- Task brief
Reproduce the listing starting at its beginning and ending with the line that contains "0, 323, 255]]", renaming "bounding box" to "enclosing rectangle" and leaving all other text unchanged.
*** Supplied material ***
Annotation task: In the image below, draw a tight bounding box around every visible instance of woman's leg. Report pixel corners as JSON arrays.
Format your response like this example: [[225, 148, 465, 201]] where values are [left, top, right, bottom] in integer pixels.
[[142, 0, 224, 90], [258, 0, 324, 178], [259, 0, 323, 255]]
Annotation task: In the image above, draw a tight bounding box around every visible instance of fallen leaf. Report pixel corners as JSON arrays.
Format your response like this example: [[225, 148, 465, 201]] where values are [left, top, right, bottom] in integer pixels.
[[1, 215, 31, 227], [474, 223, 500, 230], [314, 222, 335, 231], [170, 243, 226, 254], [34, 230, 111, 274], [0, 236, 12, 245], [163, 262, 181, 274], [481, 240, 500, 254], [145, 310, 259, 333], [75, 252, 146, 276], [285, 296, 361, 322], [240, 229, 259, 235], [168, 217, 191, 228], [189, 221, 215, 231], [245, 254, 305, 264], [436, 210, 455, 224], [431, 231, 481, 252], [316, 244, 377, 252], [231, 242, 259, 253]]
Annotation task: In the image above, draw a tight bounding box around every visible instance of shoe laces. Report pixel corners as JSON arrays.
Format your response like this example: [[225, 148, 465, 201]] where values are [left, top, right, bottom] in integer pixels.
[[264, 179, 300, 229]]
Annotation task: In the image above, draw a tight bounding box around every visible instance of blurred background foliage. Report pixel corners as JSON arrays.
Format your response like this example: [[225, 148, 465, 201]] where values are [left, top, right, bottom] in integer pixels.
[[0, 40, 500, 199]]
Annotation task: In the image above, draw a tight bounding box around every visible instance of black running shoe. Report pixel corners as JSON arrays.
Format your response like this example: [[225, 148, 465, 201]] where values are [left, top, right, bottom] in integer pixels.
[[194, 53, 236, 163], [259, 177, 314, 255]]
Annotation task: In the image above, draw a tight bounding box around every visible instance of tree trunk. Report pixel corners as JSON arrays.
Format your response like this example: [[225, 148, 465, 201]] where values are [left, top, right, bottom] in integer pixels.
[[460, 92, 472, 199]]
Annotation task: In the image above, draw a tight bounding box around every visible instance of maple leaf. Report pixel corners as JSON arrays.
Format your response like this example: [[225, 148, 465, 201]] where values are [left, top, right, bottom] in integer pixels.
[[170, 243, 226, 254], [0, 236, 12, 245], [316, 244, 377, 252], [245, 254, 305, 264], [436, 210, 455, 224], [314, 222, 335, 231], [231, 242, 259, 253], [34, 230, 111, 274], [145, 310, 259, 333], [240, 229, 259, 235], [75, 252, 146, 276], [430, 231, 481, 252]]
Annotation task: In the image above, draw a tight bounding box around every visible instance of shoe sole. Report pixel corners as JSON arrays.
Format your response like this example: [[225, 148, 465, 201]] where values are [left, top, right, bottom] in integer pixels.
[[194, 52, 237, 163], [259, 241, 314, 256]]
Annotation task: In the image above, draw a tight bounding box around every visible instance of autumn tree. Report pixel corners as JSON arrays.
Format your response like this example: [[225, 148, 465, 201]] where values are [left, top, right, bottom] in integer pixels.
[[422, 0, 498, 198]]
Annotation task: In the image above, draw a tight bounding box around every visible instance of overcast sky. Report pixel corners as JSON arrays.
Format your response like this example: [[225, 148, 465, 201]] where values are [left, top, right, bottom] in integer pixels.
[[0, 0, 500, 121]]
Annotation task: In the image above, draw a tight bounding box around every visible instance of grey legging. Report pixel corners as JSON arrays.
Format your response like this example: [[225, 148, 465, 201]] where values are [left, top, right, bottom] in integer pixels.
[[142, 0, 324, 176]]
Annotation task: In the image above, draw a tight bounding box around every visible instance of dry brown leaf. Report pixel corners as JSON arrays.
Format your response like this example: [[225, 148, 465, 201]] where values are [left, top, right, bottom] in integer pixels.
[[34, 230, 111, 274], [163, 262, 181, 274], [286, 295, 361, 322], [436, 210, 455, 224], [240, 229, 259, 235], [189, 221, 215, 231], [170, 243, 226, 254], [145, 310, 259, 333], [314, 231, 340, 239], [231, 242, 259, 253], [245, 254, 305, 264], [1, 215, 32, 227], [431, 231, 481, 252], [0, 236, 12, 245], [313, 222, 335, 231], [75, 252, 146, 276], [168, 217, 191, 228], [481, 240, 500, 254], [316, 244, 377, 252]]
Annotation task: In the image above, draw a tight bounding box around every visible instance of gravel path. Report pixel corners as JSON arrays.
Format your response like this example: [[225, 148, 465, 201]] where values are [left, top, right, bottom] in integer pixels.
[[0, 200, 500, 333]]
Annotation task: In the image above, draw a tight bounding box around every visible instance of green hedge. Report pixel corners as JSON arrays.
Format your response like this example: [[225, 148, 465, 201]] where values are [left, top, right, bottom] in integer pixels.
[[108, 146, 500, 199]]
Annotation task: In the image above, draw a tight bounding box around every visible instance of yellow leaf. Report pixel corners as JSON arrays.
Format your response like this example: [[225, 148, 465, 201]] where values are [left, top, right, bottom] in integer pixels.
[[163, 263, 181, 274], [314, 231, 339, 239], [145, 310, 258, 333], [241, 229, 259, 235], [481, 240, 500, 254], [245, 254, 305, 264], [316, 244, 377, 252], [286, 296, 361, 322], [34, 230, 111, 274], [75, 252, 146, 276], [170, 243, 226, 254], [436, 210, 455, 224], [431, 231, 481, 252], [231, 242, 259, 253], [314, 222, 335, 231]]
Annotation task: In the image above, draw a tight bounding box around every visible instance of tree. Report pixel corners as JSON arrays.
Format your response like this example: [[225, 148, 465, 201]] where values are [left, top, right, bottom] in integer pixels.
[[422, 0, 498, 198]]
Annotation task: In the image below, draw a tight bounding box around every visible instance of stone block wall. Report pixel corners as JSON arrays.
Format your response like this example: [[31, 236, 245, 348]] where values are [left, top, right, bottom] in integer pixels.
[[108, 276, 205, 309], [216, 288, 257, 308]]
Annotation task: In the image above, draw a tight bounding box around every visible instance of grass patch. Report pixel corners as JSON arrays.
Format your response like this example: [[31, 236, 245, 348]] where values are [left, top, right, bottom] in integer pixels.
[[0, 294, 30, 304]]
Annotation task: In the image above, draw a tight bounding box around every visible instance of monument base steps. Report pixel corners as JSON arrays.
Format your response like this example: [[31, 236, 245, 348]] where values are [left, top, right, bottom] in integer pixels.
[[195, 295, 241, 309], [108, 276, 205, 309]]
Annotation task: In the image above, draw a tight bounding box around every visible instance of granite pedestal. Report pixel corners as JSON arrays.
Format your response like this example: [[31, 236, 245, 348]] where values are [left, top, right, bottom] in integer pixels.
***
- Final result
Annotation task: In the image below, draw a tight enclosing rectangle around every visible instance of woman's leg. Report pixel corners as JSON arrays.
Format your response like this example: [[225, 148, 465, 201]] where values are [left, top, right, bottom] in integer pixels.
[[142, 0, 224, 90], [258, 0, 324, 178], [259, 0, 323, 255]]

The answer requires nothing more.